> **PASSAGE PROVIDED**:
== Segment start ==
From this point of view, the aforementioned article by Antuña et al.26 offers some insights into this inflammation-based interaction between sarcopenia and metabolic syndrome. Finally, the authors point to melatonin as one of the components that may contribute to counteract this process, raising the need to include sleep in our focus of study.
To our knowledge, no other systematic reviews on this subject have been published, although the most similar may be the one proposed by Prokopidis et al.65 in 2021. In this document, the author suggests a relationship between sleep pattern disturbances and the risk of sarcopenia in conjunction with the risk of weight gain. Although it mentions the role of testosterone/cortisol, inflammatory markers, insulin resistance, and increased dopamine levels, it does not establish a conclusive effect.
Limitations and strengthsThe results of this work should be considered with caution, as this work has some limitations. One of the limitations of this review is that most of the studies included were of cross-sectional design, so it is impossible to establish causal relationships. In addition, the significant heterogeneity of the population samples and study methodology limited the generalization of the results.
Furthermore, and due to the lack of a clear common framework for the ‘metabolic syndrome,’ this review has considered the risk factors and different pathologies belonging to this syndrome,18 which appear in different proportions in the different samples, so in the search for more defined or homogeneous results it would be necessary to pre-establish a definition of this group of pathologies and consider populations with a diagnosis of metabolic syndrome as a whole.
However, this review also has important strengths. By considering other pathologies in addition to sarcopenia that are widely present in the older population, such as metabolic syndrome, we can obtain a more global vision of the interactions that can influence these individuals.
This review has shown the breadth of discrepancies and diagnostic range within these fields and the scarcity of articles covering all the study terms, thus opening a new avenue of study for the current multiple chronic–pathologic population.
ConclusionsDespite the numerous studies referring to the sleep-sarcopenia association, metabolic syndrome-sarcopenia relationship, and those, although fewer, relating to the sleep-metabolic syndrome association, no studies have been found that analyze the three vertices of this study triangle. From the articles analyzed, population samples and sources of data collection are very heterogeneous, so the results are also very heterogeneous. Studies with objective measurement tools, large samples, with a consensus diagnosis of metabolic syndrome, of advanced average age, and with an equal distribution of sexes are necessary to achieve standardization in the study methodology. The importance of the object of study lies in the morbidity of these two chronicities and in the importance of their prevention and knowledge of modifiable risk factors to improve these people's quality of life.
FundingThis research has not received specific support from public sector agencies, commercial sector or non-profit entities.
Conflict of interestsIrene de Frutos Galindo, Daniel Catalina Palomares, Paula Yubero García, Lorena Botella Juan, Daniela Vargas Caraballo Lockwood, Alba Marcos Delgado, Tania Fernández Villa declare no conflicts of interest or non-financial interests to disclose.
== Segment end ==
> **DATA FOR REVIEW**:
== Segment start ==
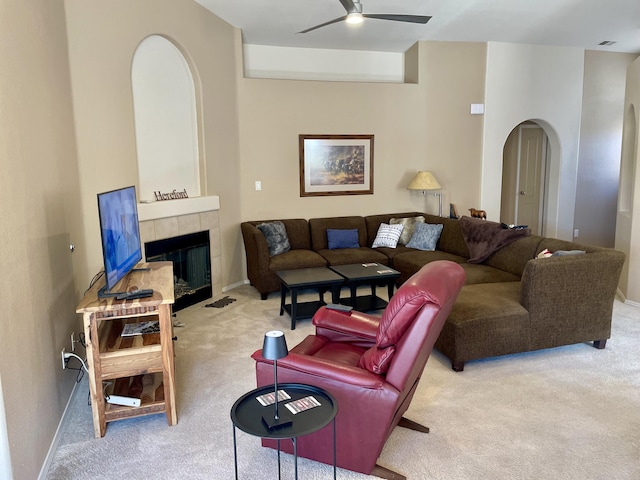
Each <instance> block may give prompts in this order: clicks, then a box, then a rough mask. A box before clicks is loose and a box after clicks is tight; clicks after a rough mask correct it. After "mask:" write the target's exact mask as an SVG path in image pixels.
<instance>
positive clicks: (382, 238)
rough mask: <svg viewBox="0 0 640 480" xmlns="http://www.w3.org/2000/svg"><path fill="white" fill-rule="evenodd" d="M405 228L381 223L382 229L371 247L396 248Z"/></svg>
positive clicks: (399, 226)
mask: <svg viewBox="0 0 640 480" xmlns="http://www.w3.org/2000/svg"><path fill="white" fill-rule="evenodd" d="M403 228H404V225H389V224H387V223H381V224H380V227H378V233H377V235H376V239H375V240H374V241H373V245H371V247H372V248H378V247H388V248H396V245H398V240H399V239H400V235H401V234H402V229H403Z"/></svg>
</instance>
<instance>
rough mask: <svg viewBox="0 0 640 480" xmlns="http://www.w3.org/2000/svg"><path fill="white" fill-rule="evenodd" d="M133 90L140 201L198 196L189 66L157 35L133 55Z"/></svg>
mask: <svg viewBox="0 0 640 480" xmlns="http://www.w3.org/2000/svg"><path fill="white" fill-rule="evenodd" d="M131 86H132V94H133V109H134V119H135V131H136V151H137V160H138V186H139V188H138V198H139V199H140V200H142V201H144V200H154V199H155V196H154V192H157V191H159V192H162V193H167V192H171V191H173V190H174V189H177V190H179V191H182V190H183V189H185V190H186V191H187V193H188V194H189V196H190V197H198V196H200V158H199V154H198V122H197V113H196V93H195V85H194V83H193V76H192V75H191V70H190V68H189V65H188V63H187V61H186V59H185V58H184V56H183V55H182V53H181V52H180V50H178V48H177V47H176V45H174V44H173V43H172V42H171V41H169V40H167V39H166V38H164V37H163V36H161V35H150V36H148V37H147V38H145V39H144V40H143V41H142V42H141V43H140V45H138V48H137V49H136V51H135V54H134V56H133V62H132V66H131Z"/></svg>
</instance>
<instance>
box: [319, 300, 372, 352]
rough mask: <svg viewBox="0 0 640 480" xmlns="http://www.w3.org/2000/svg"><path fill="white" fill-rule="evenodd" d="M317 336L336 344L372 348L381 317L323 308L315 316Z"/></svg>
mask: <svg viewBox="0 0 640 480" xmlns="http://www.w3.org/2000/svg"><path fill="white" fill-rule="evenodd" d="M312 323H313V324H314V325H315V327H316V334H317V335H322V336H324V337H327V338H329V339H330V340H331V341H334V342H350V343H355V344H359V345H361V346H366V347H369V346H372V345H373V344H374V343H375V341H376V335H377V333H378V325H379V324H380V317H376V316H374V315H369V314H366V313H362V312H358V311H355V310H352V311H351V312H342V311H339V310H332V309H330V308H327V307H321V308H320V309H319V310H318V311H317V312H316V313H315V315H314V316H313V320H312Z"/></svg>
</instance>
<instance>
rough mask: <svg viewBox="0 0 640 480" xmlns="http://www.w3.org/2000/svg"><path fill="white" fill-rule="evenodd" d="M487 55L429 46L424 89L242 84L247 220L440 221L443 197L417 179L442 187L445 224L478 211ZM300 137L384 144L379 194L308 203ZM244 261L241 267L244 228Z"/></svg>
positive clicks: (379, 87) (255, 79)
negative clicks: (413, 177)
mask: <svg viewBox="0 0 640 480" xmlns="http://www.w3.org/2000/svg"><path fill="white" fill-rule="evenodd" d="M485 55H486V46H485V45H484V44H475V43H439V42H424V43H420V44H419V58H420V65H421V67H420V72H419V75H420V80H419V83H418V84H380V83H352V82H315V81H294V80H258V79H241V80H240V87H239V99H240V109H239V111H240V158H241V163H242V173H241V176H240V184H239V191H240V195H241V196H240V201H241V205H242V208H241V210H242V214H241V218H240V219H239V220H259V219H270V218H294V217H302V218H311V217H323V216H332V215H366V214H373V213H384V212H395V211H405V210H426V211H429V212H431V213H437V208H438V207H437V200H436V199H435V197H433V196H429V197H426V198H425V197H423V196H422V195H421V194H410V193H409V191H407V190H406V187H407V185H408V184H409V182H410V181H411V179H412V177H413V175H414V174H415V173H416V171H418V170H432V171H433V172H434V174H435V175H436V177H437V178H438V180H439V181H440V184H441V185H442V186H443V190H442V192H443V194H444V207H443V211H444V214H445V215H448V212H449V209H448V204H449V202H454V203H456V204H457V205H458V209H459V210H460V211H464V210H465V209H467V208H469V207H473V206H476V205H477V204H478V201H479V198H480V182H479V172H480V164H479V159H480V157H481V142H482V140H481V139H482V120H483V118H482V116H481V115H470V114H469V109H470V104H471V103H482V102H483V98H484V74H485V70H484V65H485V60H486V57H485ZM299 134H373V135H375V142H374V145H375V148H374V194H373V195H349V196H330V197H304V198H302V197H300V181H299V178H300V177H299V172H300V169H299V152H298V135H299ZM461 172H463V173H461ZM256 180H260V181H261V182H262V190H261V191H256V190H255V186H254V184H255V181H256ZM236 228H237V227H236ZM235 252H236V255H237V257H236V258H234V264H238V265H240V264H241V262H242V261H243V255H244V252H243V249H242V239H241V236H240V229H239V228H237V239H236V250H235ZM234 273H235V276H234V277H233V278H232V279H230V280H231V281H232V282H237V281H240V280H241V278H240V277H238V275H242V276H245V269H244V267H240V268H239V269H238V271H237V272H234Z"/></svg>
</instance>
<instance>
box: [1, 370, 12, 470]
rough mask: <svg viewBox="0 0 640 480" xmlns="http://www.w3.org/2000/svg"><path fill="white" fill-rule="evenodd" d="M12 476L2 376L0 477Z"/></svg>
mask: <svg viewBox="0 0 640 480" xmlns="http://www.w3.org/2000/svg"><path fill="white" fill-rule="evenodd" d="M11 478H13V473H12V472H11V450H10V449H9V435H8V434H7V418H6V415H5V411H4V399H3V396H2V377H0V479H6V480H10V479H11Z"/></svg>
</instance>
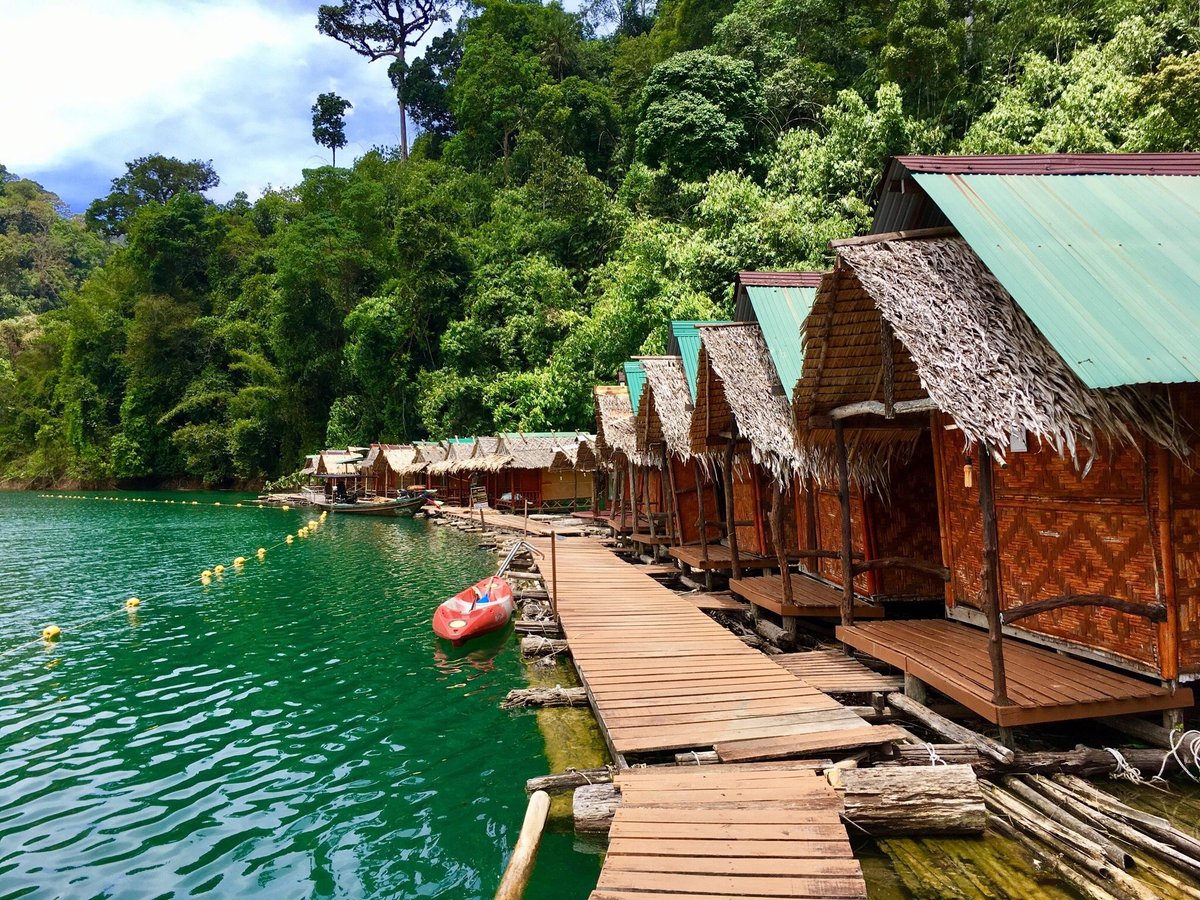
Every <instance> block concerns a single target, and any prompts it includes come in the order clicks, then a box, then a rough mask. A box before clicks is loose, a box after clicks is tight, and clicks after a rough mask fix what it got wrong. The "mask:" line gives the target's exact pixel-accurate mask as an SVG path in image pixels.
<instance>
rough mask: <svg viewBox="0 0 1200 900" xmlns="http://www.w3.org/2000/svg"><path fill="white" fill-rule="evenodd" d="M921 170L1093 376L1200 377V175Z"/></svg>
mask: <svg viewBox="0 0 1200 900" xmlns="http://www.w3.org/2000/svg"><path fill="white" fill-rule="evenodd" d="M914 178H916V179H917V182H918V184H919V185H920V187H922V188H923V190H924V191H925V192H926V193H928V194H929V197H930V198H931V199H932V200H934V202H935V203H936V204H937V205H938V206H940V208H941V209H942V211H943V212H944V214H946V215H947V217H948V218H949V220H950V222H952V223H953V224H954V227H955V228H958V230H959V232H960V233H961V234H962V236H964V238H965V239H966V240H967V242H968V244H970V245H971V247H972V250H974V252H976V253H978V254H979V258H980V259H982V260H983V262H984V264H985V265H986V266H988V268H989V269H990V270H991V272H992V274H994V275H995V276H996V278H998V280H1000V282H1001V283H1002V284H1003V286H1004V287H1006V288H1007V289H1008V292H1009V293H1010V294H1012V295H1013V299H1014V300H1016V302H1018V304H1019V305H1020V307H1021V308H1022V310H1024V311H1025V312H1026V314H1028V317H1030V318H1031V319H1032V320H1033V323H1034V324H1036V325H1037V326H1038V328H1039V329H1040V330H1042V334H1044V335H1045V337H1046V340H1049V341H1050V343H1051V344H1052V346H1054V347H1055V349H1057V350H1058V353H1061V354H1062V358H1063V360H1066V362H1067V365H1069V366H1070V367H1072V368H1073V370H1074V371H1075V372H1076V373H1078V374H1079V377H1080V378H1082V380H1084V383H1085V384H1087V385H1088V386H1091V388H1111V386H1116V385H1122V384H1141V383H1156V382H1158V383H1172V382H1196V380H1200V343H1198V341H1196V337H1198V335H1200V253H1196V246H1198V236H1196V235H1200V178H1186V176H1178V175H1138V176H1132V175H1069V176H1068V175H1050V176H1036V175H941V174H928V173H926V174H922V173H918V174H917V175H916V176H914Z"/></svg>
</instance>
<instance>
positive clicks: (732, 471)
mask: <svg viewBox="0 0 1200 900" xmlns="http://www.w3.org/2000/svg"><path fill="white" fill-rule="evenodd" d="M721 468H722V469H724V474H725V532H726V536H727V538H728V540H730V570H731V574H732V576H733V577H734V578H740V577H742V558H740V556H739V554H738V529H737V527H736V526H734V522H736V521H737V516H736V515H734V512H733V438H730V440H728V442H727V443H726V444H725V466H722V467H721Z"/></svg>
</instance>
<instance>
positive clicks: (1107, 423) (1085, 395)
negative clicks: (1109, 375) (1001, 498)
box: [798, 236, 1181, 461]
mask: <svg viewBox="0 0 1200 900" xmlns="http://www.w3.org/2000/svg"><path fill="white" fill-rule="evenodd" d="M835 246H836V245H835ZM838 253H839V257H840V259H841V260H844V266H848V268H850V269H851V270H852V271H853V276H856V278H857V282H858V283H859V284H860V287H862V288H863V289H864V292H865V295H866V298H868V300H869V301H870V302H871V307H872V308H871V312H872V313H874V322H872V320H871V316H870V314H860V316H857V317H852V318H854V319H856V328H854V329H853V334H857V335H859V336H860V340H862V342H864V343H871V342H874V343H875V346H876V347H877V346H878V341H880V331H878V316H880V313H882V317H883V318H884V319H886V320H887V322H888V323H889V324H890V326H892V328H893V330H894V332H895V336H896V338H898V341H899V343H900V344H902V347H904V349H905V350H906V353H905V354H904V362H902V365H901V354H896V366H895V368H896V397H895V398H896V400H898V401H899V400H904V398H908V397H917V396H922V395H924V394H928V396H929V397H930V398H931V400H932V401H934V402H935V403H936V404H937V406H938V408H941V409H942V410H943V412H946V413H948V414H949V415H952V416H953V418H954V420H955V422H956V424H958V426H959V428H961V430H962V432H964V434H965V436H966V438H967V440H968V442H977V440H986V442H988V443H989V444H990V445H991V446H992V448H994V449H995V450H996V452H998V454H1003V452H1004V450H1007V448H1008V445H1009V442H1010V440H1012V436H1013V434H1014V433H1020V432H1027V433H1030V434H1032V436H1033V437H1034V438H1036V439H1038V440H1039V442H1045V443H1046V444H1049V445H1050V446H1052V448H1054V449H1055V450H1056V451H1057V452H1058V454H1061V455H1064V456H1069V457H1072V458H1075V460H1076V461H1078V458H1079V449H1080V448H1085V449H1086V450H1087V451H1088V454H1090V455H1094V454H1096V451H1097V449H1098V444H1099V443H1102V442H1104V440H1118V442H1126V440H1128V442H1132V440H1134V432H1135V431H1140V432H1142V433H1145V434H1146V436H1148V437H1150V438H1151V439H1152V440H1154V442H1157V443H1159V444H1162V445H1164V446H1170V448H1172V449H1176V450H1178V449H1180V446H1181V442H1180V438H1178V434H1177V433H1176V431H1175V425H1174V422H1172V419H1171V416H1170V412H1169V409H1168V408H1166V407H1165V404H1164V403H1162V402H1160V401H1159V400H1158V398H1157V397H1156V395H1152V394H1150V392H1147V391H1146V390H1142V389H1136V388H1112V389H1104V390H1097V389H1091V388H1087V386H1086V385H1085V384H1084V382H1082V380H1081V379H1080V378H1079V377H1078V376H1076V374H1075V373H1074V372H1073V371H1072V370H1070V367H1069V366H1068V365H1067V364H1066V362H1064V361H1063V359H1062V356H1061V355H1060V354H1058V352H1057V350H1055V349H1054V347H1052V346H1051V344H1050V342H1049V341H1046V338H1045V337H1044V336H1043V335H1042V332H1040V331H1038V329H1037V328H1036V326H1034V325H1033V323H1032V322H1031V320H1030V318H1028V317H1027V316H1026V314H1025V312H1024V311H1022V310H1021V308H1020V307H1019V306H1018V305H1016V302H1015V301H1014V300H1013V298H1012V296H1010V295H1009V293H1008V292H1007V290H1006V289H1004V287H1003V286H1002V284H1001V283H1000V282H998V281H997V280H996V278H995V276H992V274H991V272H990V271H989V270H988V268H986V266H985V265H984V264H983V262H982V260H980V259H979V257H978V256H976V253H974V251H972V250H971V247H970V246H968V245H967V242H966V241H965V240H964V239H962V238H959V236H931V238H922V239H914V240H878V241H872V242H863V241H852V242H847V244H844V245H840V246H838ZM818 302H820V301H818ZM876 307H877V311H876ZM864 312H865V311H864ZM846 313H847V310H844V308H839V310H836V311H834V319H835V320H842V324H850V323H847V322H845V319H846ZM814 325H815V326H816V328H815V329H814ZM822 329H823V324H822V319H821V318H820V314H818V312H817V310H816V307H815V308H814V313H812V316H811V317H810V328H809V334H808V335H806V340H808V341H810V342H811V341H816V342H822V341H824V344H826V347H827V352H829V353H830V355H832V360H830V361H833V362H835V364H836V361H838V360H846V359H847V358H852V356H854V355H856V354H858V353H859V352H860V350H859V348H858V347H856V346H854V341H848V342H842V343H841V344H839V346H835V344H833V343H830V342H829V341H828V340H826V338H823V337H814V336H815V335H822V334H824V332H823V331H822ZM812 352H814V350H812V348H810V349H809V350H808V353H812ZM805 372H808V364H805ZM862 374H863V373H859V378H858V385H857V392H858V396H856V397H854V398H853V400H864V398H868V397H866V396H864V395H863V392H862V384H863V383H864V380H866V379H864V378H862ZM872 374H876V373H872ZM870 377H871V376H870V374H869V376H868V379H869V378H870ZM802 383H803V379H802ZM798 390H799V388H798ZM844 392H846V391H844ZM823 402H828V398H827V397H824V398H823ZM850 402H853V401H850ZM834 406H836V404H834ZM829 408H832V407H829ZM812 410H814V412H821V410H820V409H816V408H815V407H814V408H812Z"/></svg>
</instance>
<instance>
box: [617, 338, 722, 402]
== Segment end ==
> **TASKS**:
- A) Reproduce the review excerpt word for word, starting at "Furthermore, and due" and ending at "influence these individuals.".
- B) In the review excerpt, what design did most of the included studies have?
The records above are separate material, unconnected to the review excerpt.

> **ANSWERS TO THE EXERCISE**:
- A)
Furthermore, and due to the lack of a clear common framework for the ‘metabolic syndrome,’ this review has considered the risk factors and different pathologies belonging to this syndrome,18 which appear in different proportions in the different samples, so in the search for more defined or homogeneous results it would be necessary to pre-establish a definition of this group of pathologies and consider populations with a diagnosis of metabolic syndrome as a whole.
However, this review also has important strengths. By considering other pathologies in addition to sarcopenia that are widely present in the older population, such as metabolic syndrome, we can obtain a more global vision of the interactions that can influence these individuals.

- B) A cross-sectional design.